**WHAT IS EXPECTED:** Starting with the first line, output the data exactly, through to the last line.

**Data records:**
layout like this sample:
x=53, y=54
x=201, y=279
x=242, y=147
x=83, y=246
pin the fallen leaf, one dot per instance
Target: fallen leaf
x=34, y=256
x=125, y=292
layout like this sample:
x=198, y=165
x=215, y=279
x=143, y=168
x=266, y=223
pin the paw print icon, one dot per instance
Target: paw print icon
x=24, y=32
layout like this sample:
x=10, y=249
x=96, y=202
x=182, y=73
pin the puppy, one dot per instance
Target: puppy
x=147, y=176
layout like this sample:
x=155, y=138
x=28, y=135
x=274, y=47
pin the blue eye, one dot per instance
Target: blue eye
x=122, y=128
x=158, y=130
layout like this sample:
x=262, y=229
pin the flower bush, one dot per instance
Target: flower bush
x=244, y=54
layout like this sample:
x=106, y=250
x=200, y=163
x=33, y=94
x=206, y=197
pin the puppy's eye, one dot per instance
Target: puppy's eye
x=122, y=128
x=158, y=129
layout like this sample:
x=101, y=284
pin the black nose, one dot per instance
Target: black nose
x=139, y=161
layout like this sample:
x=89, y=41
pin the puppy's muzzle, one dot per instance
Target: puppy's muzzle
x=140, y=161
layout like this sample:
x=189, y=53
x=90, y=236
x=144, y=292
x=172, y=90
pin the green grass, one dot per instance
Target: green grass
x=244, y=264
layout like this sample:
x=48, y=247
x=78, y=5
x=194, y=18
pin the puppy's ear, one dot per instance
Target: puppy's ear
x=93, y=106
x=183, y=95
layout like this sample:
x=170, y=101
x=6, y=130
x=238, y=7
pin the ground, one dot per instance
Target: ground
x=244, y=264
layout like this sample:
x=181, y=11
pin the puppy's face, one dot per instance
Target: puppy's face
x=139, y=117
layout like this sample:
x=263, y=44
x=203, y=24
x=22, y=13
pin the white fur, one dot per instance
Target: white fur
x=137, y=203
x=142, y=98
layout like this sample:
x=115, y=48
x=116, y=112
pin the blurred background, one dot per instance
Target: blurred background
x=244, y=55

**RESULT FOR THIS EXERCISE:**
layout like this sample:
x=53, y=54
x=201, y=279
x=242, y=147
x=83, y=246
pin the fallen leaf, one dot per instance
Target: fallen leaf
x=34, y=256
x=125, y=292
layout like this sample:
x=198, y=165
x=215, y=279
x=143, y=168
x=266, y=223
pin the paw print icon, one dot per instance
Target: paw print icon
x=24, y=32
layout like this sample:
x=10, y=249
x=96, y=202
x=182, y=73
pin the puppy, one dot per instance
Target: puppy
x=147, y=176
layout like this sample:
x=155, y=138
x=28, y=135
x=274, y=47
pin the blue eye, one dot per instance
Target: blue eye
x=122, y=128
x=158, y=130
layout like this sample:
x=262, y=229
pin the flower bush, one dot per instance
Target: flower bush
x=244, y=54
layout like this sample:
x=106, y=250
x=200, y=163
x=33, y=94
x=206, y=197
pin the puppy's eye, one dot per instance
Target: puppy's eye
x=122, y=128
x=158, y=129
layout like this sample:
x=101, y=284
pin the black nose, one dot per instance
Target: black nose
x=139, y=161
layout like this sample:
x=89, y=41
pin the puppy's muzzle, one dot per instance
Target: puppy's muzzle
x=140, y=161
layout like this sample:
x=189, y=53
x=90, y=236
x=144, y=292
x=172, y=90
pin the green grass, one dot per instance
Target: green grass
x=244, y=264
layout like this sample:
x=48, y=247
x=78, y=5
x=194, y=18
pin the puppy's ear, one dot per instance
Target: puppy's ear
x=93, y=106
x=183, y=95
layout like this sample:
x=170, y=101
x=6, y=130
x=238, y=7
pin the ground, one dot per instance
Target: ground
x=244, y=264
layout like this sample:
x=181, y=11
pin the puppy's face, one dot per instance
Target: puppy's face
x=139, y=117
layout like this sample:
x=263, y=44
x=203, y=24
x=22, y=13
pin the white fur, one dot per instance
Target: white fur
x=137, y=203
x=142, y=98
layout like this sample:
x=115, y=48
x=116, y=112
pin the blurred background, one dot per instance
Target: blurred background
x=244, y=55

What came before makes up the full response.